*TEXTAUSZUG*.
Unter Berücksichtigung der Besonderheiten des zur Entscheidung stehenden Falls hält der Senat vorliegend die Wettbewerbsklausel trotz der erheblichen räumlichen Ausdehnung noch für wirksam, so daß die Frage, ob bei einer zu weit gehenden räumlichen Erstreckung des Verbots die lediglich quantitative Überschreitung in Teilabschnitte zerlegbar ist – mit der Folge, daß auch eine wegen Mißachtung der räumlichen Grenzen unzulässige Wettbewerbsbeschränkung nicht nichtig ist, sondern verkürzt auf das angemessene Maß aufrecht erhalten werden kann (vgl. Hirte, ZHR 154, 443 ff.; Melullis, WRP 1994, 686 ff.; Traub, WRP 1994, 802 ff.) –, ebenso offen bleiben kann wie die weitere Frage, ob § 2 des Art. 7: 653 des niederländischen Bürgerlichen Gesetzbuches mit der Regelung über die "teilweise" Nichtigkeitserklärung eine derartige geltungserhaltene Reduktion ausdrücklich zuläßt.

Die Unbilligkeit der Vertragsklausel folgt nicht bereits daraus, daß der Bekl. bei Abschluß der Vereinbarung v. 1.9.1998 über umfangreiche Geschäftsbeziehungen verfügte, während die Kl. ihren Geschäftsbetrieb erst aufnehmen wollte und der Bekl. durch die Mitnahme der Geschäftspartner nach seinem Ausscheiden quasi lediglich den vor Vertragsschluß mit der Kl. bestehenden Zustand wieder hergestellt hat. Denn bei der Prüfung der Wirksamkeit des Wettbewerbsverbotes können nicht die bei Abschluß des Vertrags gegebenen Verhältnisse zugrunde gelegt werden, sondern es ist auf die Verhältnisse im Zeitpunkt des Ausscheidens abzustellen (Lutter/Hommelhoff, GmbHG, 15. Aufl., Anh. § 6 Rn. 25; Hoffmann-Becking, FS Quack, 1991, S. 275; Scholz/U. H. Schneider, GmbHG, 8. Aufl., § 43 Rn. 135). Denn nur so kann gewährleistet werden, daß etwaige Veränderungen im gegenständlichen oder örtlichen Tätigkeitsbereich zugunsten beider Parteien bei der vorzunehmenden Interessenabwägung berücksichtigt werden können. Im übrigen ist das Schutzbedürfnis der Kl. umso größer, je stärker ihr wirtschaftlicher Erfolg von den Kenntnissen, Erfahrungen und Fähigkeiten des Bekl. als des einzigen Geschäftsführers abhängig ist.

*MATERIAL*.
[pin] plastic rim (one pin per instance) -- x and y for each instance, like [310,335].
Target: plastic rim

*ARBEITSAUFTRAG A*. Geben Sie aus dem Textauszug zum Wettbewerbsverbot den Abschnitt zwischen „Unter Berücksichtigung der“ und „Reduktion ausdrücklich zuläßt.“, beide einschließlich, wortgetreu wieder.
*ARBEITSAUFTRAG B*.
Beantworten Sie anhand des Textauszugs zum Wettbewerbsverbot die folgenden Fragen.
(i) Wie beurteilt der Senat die Wettbewerbsklausel trotz ihrer erheblichen räumlichen Ausdehnung?
(ii) Von welchem Datum ist die Vereinbarung, bei deren Abschluss der Bekl. über umfangreiche Geschäftsbeziehungen verfügte?
(iii) Auf welche Verhältnisse ist bei der Prüfung der Wirksamkeit des Wettbewerbsverbotes abzustellen?

*FERTIGE ANTWORT A*.
Unter Berücksichtigung der Besonderheiten des zur Entscheidung stehenden Falls hält der Senat vorliegend die Wettbewerbsklausel trotz der erheblichen räumlichen Ausdehnung noch für wirksam, so daß die Frage, ob bei einer zu weit gehenden räumlichen Erstreckung des Verbots die lediglich quantitative Überschreitung in Teilabschnitte zerlegbar ist – mit der Folge, daß auch eine wegen Mißachtung der räumlichen Grenzen unzulässige Wettbewerbsbeschränkung nicht nichtig ist, sondern verkürzt auf das angemessene Maß aufrecht erhalten werden kann (vgl. Hirte, ZHR 154, 443 ff.; Melullis, WRP 1994, 686 ff.; Traub, WRP 1994, 802 ff.) –, ebenso offen bleiben kann wie die weitere Frage, ob § 2 des Art. 7: 653 des niederländischen Bürgerlichen Gesetzbuches mit der Regelung über die "teilweise" Nichtigkeitserklärung eine derartige geltungserhaltene Reduktion ausdrücklich zuläßt.

*FERTIGE ANTWORT B*.
(i) Der Senat hält die Wettbewerbsklausel noch für wirksam.
(ii) Die Vereinbarung ist vom 1.9.1998.
(iii) Es ist auf die Verhältnisse im Zeitpunkt des Ausscheidens abzustellen.